**Exercise details:** Every line of the data is to be transcribed as it stands.

**Material supplied:**

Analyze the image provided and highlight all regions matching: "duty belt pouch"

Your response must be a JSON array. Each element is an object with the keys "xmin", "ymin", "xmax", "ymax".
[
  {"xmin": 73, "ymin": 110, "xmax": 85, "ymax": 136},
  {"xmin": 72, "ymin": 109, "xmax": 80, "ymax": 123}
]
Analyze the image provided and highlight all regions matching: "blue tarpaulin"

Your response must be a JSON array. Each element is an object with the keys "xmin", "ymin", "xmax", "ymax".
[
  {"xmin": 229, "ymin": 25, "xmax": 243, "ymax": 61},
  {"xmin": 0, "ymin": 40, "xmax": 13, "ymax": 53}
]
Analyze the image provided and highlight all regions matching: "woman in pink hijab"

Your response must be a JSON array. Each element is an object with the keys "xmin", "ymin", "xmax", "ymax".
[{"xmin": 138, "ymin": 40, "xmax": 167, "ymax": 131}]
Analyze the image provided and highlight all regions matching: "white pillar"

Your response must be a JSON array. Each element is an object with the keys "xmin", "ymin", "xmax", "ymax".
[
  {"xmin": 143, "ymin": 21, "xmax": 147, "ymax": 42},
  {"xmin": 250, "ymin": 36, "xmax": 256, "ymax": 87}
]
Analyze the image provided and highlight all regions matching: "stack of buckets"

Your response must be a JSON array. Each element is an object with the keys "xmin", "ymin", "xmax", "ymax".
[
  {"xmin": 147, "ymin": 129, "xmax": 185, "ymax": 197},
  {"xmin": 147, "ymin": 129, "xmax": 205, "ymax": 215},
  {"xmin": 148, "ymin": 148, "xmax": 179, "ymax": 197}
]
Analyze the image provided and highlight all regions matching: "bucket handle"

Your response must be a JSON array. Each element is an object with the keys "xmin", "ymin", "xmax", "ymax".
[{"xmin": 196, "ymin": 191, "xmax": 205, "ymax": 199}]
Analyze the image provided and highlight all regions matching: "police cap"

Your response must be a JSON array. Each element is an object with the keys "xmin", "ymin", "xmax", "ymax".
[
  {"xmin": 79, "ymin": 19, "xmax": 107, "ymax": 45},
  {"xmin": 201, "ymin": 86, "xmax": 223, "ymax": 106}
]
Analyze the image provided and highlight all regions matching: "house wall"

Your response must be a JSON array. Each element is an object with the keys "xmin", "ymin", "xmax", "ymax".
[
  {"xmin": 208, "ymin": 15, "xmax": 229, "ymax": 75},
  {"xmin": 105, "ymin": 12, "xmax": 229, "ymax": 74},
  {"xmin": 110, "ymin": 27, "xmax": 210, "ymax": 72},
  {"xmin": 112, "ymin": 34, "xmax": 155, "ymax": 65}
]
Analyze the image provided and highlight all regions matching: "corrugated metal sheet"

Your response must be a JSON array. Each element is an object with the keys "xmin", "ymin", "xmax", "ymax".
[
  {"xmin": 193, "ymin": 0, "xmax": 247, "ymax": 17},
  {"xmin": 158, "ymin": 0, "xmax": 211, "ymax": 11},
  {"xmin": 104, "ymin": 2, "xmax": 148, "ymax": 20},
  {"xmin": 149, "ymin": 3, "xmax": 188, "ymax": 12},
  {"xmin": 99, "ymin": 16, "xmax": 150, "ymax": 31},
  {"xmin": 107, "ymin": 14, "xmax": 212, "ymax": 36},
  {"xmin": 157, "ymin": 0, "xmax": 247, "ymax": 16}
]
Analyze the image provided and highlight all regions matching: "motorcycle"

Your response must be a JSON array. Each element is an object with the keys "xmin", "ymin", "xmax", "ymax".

**Completed task:**
Analyze the image provided and highlight all regions matching: "duty belt pouch"

Your response must be a JSON array. Each element is an object with the keys "xmin", "ymin", "xmax", "ymax".
[
  {"xmin": 73, "ymin": 110, "xmax": 85, "ymax": 136},
  {"xmin": 72, "ymin": 109, "xmax": 80, "ymax": 123}
]
Analyze the image provided and highlight all regions matching: "blue tarpaulin"

Your response must be a JSON array. Each element is an object with the keys "xmin", "ymin", "xmax", "ymax".
[
  {"xmin": 229, "ymin": 25, "xmax": 243, "ymax": 61},
  {"xmin": 0, "ymin": 40, "xmax": 13, "ymax": 53}
]
Analyze the image provided and highlight all regions matching: "woman in pink hijab"

Your response must be a JSON array. Each element is an object with the keys "xmin", "ymin", "xmax", "ymax".
[{"xmin": 138, "ymin": 40, "xmax": 167, "ymax": 131}]
Analyze the image provided and highlight all regions matching: "white pillar"

Your response must be a JSON array. Each element is an object with the keys "xmin", "ymin", "xmax", "ymax".
[
  {"xmin": 143, "ymin": 21, "xmax": 147, "ymax": 42},
  {"xmin": 250, "ymin": 36, "xmax": 256, "ymax": 87}
]
Analyze the image provided and highlight all regions matching: "stack of buckets"

Your response must be a JSON array. Each element is an object with the keys "xmin", "ymin", "xmax", "ymax".
[
  {"xmin": 147, "ymin": 129, "xmax": 185, "ymax": 197},
  {"xmin": 147, "ymin": 129, "xmax": 205, "ymax": 215},
  {"xmin": 148, "ymin": 148, "xmax": 179, "ymax": 197}
]
Analyze the image provided and highlight all regions matching: "bucket handle"

Your response must be a JSON array. Each element is an object with the keys "xmin", "ymin", "xmax", "ymax".
[{"xmin": 196, "ymin": 191, "xmax": 205, "ymax": 199}]
Analyze the image provided and highlight all regions matching: "police cap"

Your response must be a JSON array. Each element is an object with the keys "xmin", "ymin", "xmax", "ymax".
[
  {"xmin": 79, "ymin": 19, "xmax": 107, "ymax": 45},
  {"xmin": 201, "ymin": 86, "xmax": 223, "ymax": 106}
]
Analyze the image provided and highlight all regions matching: "house wall"

Your response must be a JSON array. Each element is an object with the keys "xmin", "ymin", "xmax", "ymax".
[
  {"xmin": 208, "ymin": 15, "xmax": 229, "ymax": 75},
  {"xmin": 105, "ymin": 12, "xmax": 229, "ymax": 74},
  {"xmin": 110, "ymin": 27, "xmax": 210, "ymax": 72},
  {"xmin": 112, "ymin": 34, "xmax": 155, "ymax": 65}
]
Analyze the image provided and highlight all regions matching: "corrugated metal sheet"

Your response must be a JSON array. Each element is an object with the keys "xmin", "ymin", "xmax", "ymax".
[
  {"xmin": 193, "ymin": 0, "xmax": 247, "ymax": 17},
  {"xmin": 158, "ymin": 0, "xmax": 211, "ymax": 11},
  {"xmin": 104, "ymin": 2, "xmax": 148, "ymax": 20},
  {"xmin": 149, "ymin": 3, "xmax": 188, "ymax": 12},
  {"xmin": 99, "ymin": 16, "xmax": 150, "ymax": 31},
  {"xmin": 107, "ymin": 14, "xmax": 212, "ymax": 36},
  {"xmin": 157, "ymin": 0, "xmax": 247, "ymax": 16}
]
Analyze the image provided and highlight all regions matching: "motorcycle"

Your response must be a JSON array. Each element is an object with the keys "xmin", "ymin", "xmax", "ymax".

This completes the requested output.